* Challenge
Output, with no changes, the span of lines that opens with the line containing "Question. Indicate one point for each instance of the brown roof" and closes with the last line.

- - - - -

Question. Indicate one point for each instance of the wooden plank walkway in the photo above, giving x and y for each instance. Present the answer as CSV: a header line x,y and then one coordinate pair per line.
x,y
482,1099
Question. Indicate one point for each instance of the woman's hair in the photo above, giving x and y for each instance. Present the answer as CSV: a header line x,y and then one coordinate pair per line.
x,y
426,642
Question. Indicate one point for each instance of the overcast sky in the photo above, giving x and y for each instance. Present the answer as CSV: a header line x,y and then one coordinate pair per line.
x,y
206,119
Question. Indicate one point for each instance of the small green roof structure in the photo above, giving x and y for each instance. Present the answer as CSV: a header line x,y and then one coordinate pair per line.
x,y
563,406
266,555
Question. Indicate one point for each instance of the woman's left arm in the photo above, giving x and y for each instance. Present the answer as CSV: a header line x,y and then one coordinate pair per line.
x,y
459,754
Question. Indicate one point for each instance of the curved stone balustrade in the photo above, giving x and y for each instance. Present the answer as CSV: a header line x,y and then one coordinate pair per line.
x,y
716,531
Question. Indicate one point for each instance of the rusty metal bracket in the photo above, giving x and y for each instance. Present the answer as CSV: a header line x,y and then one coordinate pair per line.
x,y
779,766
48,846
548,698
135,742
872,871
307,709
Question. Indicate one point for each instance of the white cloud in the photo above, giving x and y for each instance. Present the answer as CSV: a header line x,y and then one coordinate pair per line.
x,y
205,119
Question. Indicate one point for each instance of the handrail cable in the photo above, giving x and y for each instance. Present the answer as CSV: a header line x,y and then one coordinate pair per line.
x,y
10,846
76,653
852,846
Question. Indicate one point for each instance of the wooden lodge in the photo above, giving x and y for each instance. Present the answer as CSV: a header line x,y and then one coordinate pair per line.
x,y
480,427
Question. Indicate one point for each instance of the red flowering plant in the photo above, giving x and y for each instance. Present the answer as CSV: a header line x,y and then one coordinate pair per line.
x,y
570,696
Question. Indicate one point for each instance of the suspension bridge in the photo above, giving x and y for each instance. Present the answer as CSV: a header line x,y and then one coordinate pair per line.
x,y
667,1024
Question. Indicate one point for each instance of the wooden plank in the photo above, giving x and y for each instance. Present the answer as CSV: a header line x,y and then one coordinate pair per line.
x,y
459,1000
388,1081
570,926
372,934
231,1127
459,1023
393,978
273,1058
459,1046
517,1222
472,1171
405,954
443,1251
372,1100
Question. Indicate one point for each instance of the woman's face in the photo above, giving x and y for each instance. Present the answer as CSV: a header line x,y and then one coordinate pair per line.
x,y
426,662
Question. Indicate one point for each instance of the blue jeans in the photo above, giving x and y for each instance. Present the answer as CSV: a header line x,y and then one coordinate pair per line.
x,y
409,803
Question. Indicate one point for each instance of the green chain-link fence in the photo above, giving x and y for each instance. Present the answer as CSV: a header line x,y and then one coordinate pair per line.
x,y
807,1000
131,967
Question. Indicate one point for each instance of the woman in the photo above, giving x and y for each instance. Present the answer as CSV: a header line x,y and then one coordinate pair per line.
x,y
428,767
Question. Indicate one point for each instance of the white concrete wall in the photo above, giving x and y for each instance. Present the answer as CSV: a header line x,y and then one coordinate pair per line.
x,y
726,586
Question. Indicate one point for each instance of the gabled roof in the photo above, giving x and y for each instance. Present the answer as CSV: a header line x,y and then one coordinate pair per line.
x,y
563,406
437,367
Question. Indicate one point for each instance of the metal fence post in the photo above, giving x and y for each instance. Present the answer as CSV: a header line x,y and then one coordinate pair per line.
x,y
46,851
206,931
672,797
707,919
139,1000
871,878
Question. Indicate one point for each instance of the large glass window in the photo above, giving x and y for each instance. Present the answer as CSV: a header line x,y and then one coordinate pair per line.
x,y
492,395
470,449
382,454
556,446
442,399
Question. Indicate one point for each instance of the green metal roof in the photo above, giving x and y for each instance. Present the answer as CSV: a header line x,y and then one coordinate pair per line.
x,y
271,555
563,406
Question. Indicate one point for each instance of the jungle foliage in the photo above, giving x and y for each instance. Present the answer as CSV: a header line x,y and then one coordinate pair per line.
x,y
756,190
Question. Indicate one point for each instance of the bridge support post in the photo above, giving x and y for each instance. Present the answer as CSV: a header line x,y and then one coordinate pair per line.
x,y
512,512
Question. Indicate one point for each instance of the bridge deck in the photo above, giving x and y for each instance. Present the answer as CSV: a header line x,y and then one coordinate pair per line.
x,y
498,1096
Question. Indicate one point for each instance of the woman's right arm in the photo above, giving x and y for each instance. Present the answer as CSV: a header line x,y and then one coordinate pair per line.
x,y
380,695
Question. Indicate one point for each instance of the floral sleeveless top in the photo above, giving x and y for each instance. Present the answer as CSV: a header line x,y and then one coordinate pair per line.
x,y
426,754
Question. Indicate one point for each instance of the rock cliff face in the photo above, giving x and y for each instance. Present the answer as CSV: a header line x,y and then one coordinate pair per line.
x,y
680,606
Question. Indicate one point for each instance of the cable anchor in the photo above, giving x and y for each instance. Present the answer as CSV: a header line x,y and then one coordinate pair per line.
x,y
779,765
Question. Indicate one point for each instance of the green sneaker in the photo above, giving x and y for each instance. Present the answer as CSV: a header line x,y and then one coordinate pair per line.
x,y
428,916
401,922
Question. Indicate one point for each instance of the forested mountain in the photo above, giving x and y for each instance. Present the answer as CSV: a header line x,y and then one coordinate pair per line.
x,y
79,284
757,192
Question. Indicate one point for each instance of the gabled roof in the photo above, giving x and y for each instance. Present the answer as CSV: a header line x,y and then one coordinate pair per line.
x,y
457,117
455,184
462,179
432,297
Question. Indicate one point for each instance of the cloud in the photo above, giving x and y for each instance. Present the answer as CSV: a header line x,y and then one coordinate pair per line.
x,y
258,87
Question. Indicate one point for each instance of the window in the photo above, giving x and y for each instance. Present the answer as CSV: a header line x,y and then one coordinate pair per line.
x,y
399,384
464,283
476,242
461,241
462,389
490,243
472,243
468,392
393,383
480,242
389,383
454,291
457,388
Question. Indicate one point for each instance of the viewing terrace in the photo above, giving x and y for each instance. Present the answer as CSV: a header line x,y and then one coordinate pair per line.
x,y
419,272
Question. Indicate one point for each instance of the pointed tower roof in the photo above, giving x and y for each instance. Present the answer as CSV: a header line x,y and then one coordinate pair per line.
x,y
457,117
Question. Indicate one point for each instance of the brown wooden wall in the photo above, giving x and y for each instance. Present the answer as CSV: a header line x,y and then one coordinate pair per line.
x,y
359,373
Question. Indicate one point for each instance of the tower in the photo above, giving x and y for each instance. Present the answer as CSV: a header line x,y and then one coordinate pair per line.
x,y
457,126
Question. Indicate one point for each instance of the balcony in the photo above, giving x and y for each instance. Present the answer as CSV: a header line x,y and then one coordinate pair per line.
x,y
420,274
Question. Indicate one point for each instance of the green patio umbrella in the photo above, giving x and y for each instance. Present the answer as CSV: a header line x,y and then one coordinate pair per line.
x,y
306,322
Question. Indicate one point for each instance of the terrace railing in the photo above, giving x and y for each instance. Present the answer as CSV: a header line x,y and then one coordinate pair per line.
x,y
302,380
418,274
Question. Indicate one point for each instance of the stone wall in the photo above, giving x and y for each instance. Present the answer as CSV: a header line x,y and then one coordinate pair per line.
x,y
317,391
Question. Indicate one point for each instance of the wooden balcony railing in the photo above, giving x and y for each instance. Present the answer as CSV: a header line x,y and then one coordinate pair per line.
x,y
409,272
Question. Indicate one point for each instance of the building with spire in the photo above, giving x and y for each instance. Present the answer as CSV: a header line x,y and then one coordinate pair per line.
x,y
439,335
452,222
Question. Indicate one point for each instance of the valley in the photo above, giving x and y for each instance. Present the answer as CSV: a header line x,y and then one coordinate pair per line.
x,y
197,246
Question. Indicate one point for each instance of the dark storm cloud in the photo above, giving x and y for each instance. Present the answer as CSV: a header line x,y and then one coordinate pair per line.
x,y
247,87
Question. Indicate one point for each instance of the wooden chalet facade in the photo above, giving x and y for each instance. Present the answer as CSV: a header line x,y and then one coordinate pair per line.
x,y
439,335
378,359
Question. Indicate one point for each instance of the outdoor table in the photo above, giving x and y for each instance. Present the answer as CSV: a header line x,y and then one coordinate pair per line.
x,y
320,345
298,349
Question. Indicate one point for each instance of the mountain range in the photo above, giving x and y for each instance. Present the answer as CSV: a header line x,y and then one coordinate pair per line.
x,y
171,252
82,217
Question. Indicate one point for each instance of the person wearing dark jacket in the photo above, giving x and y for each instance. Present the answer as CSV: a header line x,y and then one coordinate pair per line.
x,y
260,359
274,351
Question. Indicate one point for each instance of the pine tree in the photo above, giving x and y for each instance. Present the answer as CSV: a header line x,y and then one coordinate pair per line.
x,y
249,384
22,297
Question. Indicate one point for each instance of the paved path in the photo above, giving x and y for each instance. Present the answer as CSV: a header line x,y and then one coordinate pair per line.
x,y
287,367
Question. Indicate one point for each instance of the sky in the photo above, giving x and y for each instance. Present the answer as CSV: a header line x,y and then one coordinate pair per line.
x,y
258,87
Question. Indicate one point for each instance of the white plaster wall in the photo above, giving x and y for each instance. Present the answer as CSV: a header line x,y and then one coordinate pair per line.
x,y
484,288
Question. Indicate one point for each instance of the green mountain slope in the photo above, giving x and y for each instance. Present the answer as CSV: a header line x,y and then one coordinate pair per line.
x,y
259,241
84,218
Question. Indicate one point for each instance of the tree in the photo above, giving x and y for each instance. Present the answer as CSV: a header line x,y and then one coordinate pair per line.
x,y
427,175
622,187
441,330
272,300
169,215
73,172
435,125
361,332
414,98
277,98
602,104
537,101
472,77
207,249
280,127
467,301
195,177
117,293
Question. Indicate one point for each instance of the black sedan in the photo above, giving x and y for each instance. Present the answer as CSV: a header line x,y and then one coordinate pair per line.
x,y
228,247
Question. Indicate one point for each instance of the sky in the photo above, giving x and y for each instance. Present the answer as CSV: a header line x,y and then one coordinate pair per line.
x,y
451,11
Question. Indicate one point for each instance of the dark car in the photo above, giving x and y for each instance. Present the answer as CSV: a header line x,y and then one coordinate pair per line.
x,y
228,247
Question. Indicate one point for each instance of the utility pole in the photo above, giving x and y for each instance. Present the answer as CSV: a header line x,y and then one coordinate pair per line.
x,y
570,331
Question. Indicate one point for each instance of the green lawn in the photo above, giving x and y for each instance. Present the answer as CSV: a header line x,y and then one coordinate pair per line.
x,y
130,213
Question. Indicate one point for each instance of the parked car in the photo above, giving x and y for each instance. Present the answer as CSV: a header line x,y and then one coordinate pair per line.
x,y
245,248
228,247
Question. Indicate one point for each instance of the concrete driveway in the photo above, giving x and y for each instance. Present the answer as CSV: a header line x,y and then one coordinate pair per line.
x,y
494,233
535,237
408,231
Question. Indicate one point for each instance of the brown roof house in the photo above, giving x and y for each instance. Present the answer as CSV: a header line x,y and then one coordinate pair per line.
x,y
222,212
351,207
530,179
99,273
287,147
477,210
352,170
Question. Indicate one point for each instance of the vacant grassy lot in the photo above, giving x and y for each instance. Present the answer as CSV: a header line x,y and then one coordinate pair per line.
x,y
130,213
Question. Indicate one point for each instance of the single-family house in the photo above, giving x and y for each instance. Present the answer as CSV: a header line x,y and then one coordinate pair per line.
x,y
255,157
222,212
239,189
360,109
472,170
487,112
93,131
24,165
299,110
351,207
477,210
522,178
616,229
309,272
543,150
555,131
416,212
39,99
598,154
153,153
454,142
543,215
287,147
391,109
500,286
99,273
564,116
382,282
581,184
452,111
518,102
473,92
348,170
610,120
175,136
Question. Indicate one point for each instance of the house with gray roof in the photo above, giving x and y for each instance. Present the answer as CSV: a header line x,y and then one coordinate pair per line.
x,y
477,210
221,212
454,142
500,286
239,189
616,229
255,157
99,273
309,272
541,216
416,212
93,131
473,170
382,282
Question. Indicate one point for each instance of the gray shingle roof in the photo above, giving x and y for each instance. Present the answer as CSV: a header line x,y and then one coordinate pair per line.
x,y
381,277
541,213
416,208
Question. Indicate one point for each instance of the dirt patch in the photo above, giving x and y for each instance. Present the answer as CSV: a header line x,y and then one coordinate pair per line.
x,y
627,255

- - - - -

* Result of the exercise
Question. Indicate one point for each instance of the brown roof house in the photo above, giving x and y for each instance. Present the answer as CSV: a header line x,y and then one coordinate pair per line.
x,y
222,212
351,207
530,179
99,273
287,147
477,210
352,170
Question. Indicate one point for each instance of the vacant grassy lot in the photo above, giving x and y for each instance. Present the answer as CSV: a header line x,y and then one coordinate pair per line.
x,y
130,213
Question. Indicate one point for each instance of the single-family house in the photo above, giving x and y for each instance. Present the answer as CSV: a header line x,y and then one coordinate pair per line.
x,y
255,157
222,212
239,189
360,109
472,170
487,112
93,131
24,165
299,110
351,207
477,210
522,178
616,229
309,272
543,150
555,131
416,212
39,99
598,154
153,153
454,142
543,215
287,147
391,109
500,286
99,273
564,116
382,282
581,184
452,111
518,102
473,92
348,170
610,120
175,136
Question. Indicate one point for each instance of the house with gray roof in the photo above, giving x and y for each instance. Present the answer as CSV: a header line x,y and then one coordinate pair per line.
x,y
477,210
221,212
454,142
500,286
239,189
616,229
255,157
99,273
309,272
541,216
416,212
93,131
473,170
382,282
Question. Indicate one point for each instance of the gray shingle roof in the photo above, giving x and y for each instance. Present the answer as CSV: a header line x,y and then one coordinate pair per line.
x,y
381,277
541,213
416,208
Question. Indicate one point for each instance of the dirt patch in the photo above, giving x and y for each instance. Present the answer as CSV: a header line x,y and then one coordinate pair per line.
x,y
627,255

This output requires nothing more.